## Records from a data source
━━━━━━━━━━━━━━━━━━━━

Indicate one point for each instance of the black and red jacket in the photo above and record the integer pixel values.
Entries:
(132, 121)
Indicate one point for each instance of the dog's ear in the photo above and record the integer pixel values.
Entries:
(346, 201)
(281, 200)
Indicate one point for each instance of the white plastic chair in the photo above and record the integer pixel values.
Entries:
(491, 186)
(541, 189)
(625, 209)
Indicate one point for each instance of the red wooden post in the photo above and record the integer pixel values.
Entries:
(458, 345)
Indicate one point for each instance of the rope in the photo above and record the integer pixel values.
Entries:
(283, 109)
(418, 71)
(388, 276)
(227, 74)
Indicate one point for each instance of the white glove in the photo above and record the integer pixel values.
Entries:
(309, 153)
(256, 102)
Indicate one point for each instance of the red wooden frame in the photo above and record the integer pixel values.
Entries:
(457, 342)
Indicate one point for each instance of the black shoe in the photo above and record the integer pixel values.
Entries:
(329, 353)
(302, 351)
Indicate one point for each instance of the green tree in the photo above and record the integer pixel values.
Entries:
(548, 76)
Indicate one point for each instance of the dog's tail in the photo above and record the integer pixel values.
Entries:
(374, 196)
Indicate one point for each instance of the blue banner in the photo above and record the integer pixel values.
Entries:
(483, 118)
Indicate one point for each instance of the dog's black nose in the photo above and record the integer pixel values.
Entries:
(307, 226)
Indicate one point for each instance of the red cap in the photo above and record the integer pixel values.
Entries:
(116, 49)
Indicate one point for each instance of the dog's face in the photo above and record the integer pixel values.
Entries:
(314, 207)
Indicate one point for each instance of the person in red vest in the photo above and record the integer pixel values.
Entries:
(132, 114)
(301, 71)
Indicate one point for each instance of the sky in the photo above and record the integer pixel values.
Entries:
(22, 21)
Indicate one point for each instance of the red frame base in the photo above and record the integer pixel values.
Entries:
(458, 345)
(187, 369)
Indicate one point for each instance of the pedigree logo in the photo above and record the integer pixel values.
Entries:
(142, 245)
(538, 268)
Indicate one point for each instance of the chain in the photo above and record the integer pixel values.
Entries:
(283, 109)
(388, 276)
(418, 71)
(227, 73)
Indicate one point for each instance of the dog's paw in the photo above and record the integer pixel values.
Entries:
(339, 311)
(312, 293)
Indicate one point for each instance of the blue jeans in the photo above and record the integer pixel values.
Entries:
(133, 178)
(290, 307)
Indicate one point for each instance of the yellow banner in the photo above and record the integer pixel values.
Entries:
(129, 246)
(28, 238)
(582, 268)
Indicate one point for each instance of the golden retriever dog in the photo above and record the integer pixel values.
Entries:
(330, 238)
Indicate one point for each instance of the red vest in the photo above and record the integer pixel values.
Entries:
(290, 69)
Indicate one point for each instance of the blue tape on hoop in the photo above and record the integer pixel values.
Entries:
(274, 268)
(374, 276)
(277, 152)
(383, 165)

━━━━━━━━━━━━━━━━━━━━

## Exercise description
From the first line to the last, retype the records exactly as they stand above.

## Solved problem
Indicate one point for each instance of the black and red jacket in the photo above and record the integer pixel values.
Entries:
(132, 121)
Indicate one point for each instance of the dog's ear in the photo above and record the integer pixel values.
Entries:
(346, 201)
(281, 200)
Indicate one point for each instance of the white plastic chair in the photo above and record the integer pixel values.
Entries:
(491, 186)
(541, 189)
(625, 209)
Indicate one point for each instance of the red wooden post in the photo above and record the integer pixel values.
Entries:
(458, 345)
Indicate one point for each instance of the rope in the photo above and record the integer pixel values.
Entries:
(283, 109)
(418, 71)
(388, 276)
(227, 74)
Indicate one point for each instance of the white glove in the photo above and record the integer pixel values.
Entries:
(309, 153)
(256, 102)
Indicate one point for each instance of the red wooden frame in the photo above and record the integer pixel values.
Entries:
(457, 342)
Indicate one point for each instance of the black shoe in the photo above and record the integer pixel values.
Entries:
(329, 353)
(302, 351)
Indicate one point for each instance of the green tree in the photo above and record the integer pixel values.
Entries:
(548, 76)
Indicate one point for each instance of the dog's tail in the photo above and record the integer pixel values.
Entries:
(374, 196)
Indicate one point for each instance of the blue banner in the photo above and record the integer pixel values.
Entries:
(483, 118)
Indicate one point for each instance of the dog's black nose in the photo above and record the integer pixel values.
Entries:
(307, 226)
Indicate one point for each instance of the red cap in the photo above and record the integer pixel values.
Entries:
(116, 49)
Indicate one point for each instance of the dog's face in the photo above and record the integer pixel values.
Entries:
(314, 207)
Indicate one point for each instance of the person in red vest in the photo above and record the integer pixel values.
Entries:
(132, 114)
(301, 71)
Indicate one point for each instance of the sky in the photo above and record the integer pixel values.
Entries:
(22, 21)
Indicate one point for each instance of the red frame base in the photo above and record the integer pixel values.
Entries:
(458, 345)
(187, 369)
Indicate one point for each instance of the pedigree logo in the photo above and record the integer pixel values.
Entries:
(142, 245)
(538, 268)
Indicate one point for each instance of the chain in the photo above and record the integer pixel values.
Entries:
(283, 109)
(388, 276)
(418, 71)
(227, 73)
Indicate one point for each instance of the dog's paw in the photo above and record the integer pixel values.
Entries:
(339, 311)
(312, 293)
Indicate one point for each instance of the blue jeans in the photo above and record the integer pixel values.
Entries:
(133, 178)
(290, 307)
Indicate one point for each instance of the yellow banner in the photo above and record the integer pixel values.
Entries:
(129, 246)
(28, 238)
(582, 268)
Indicate one point for each instance of the golden retriever dog in the photo above and record the integer pixel values.
Entries:
(330, 238)
Indicate one point for each instance of the red vest in the photo above and record the integer pixel values.
Entries:
(290, 69)
Indicate one point for each instance of the blue tape on hoop in the photo above and record the integer pixel values.
Entries:
(274, 268)
(374, 276)
(277, 152)
(383, 165)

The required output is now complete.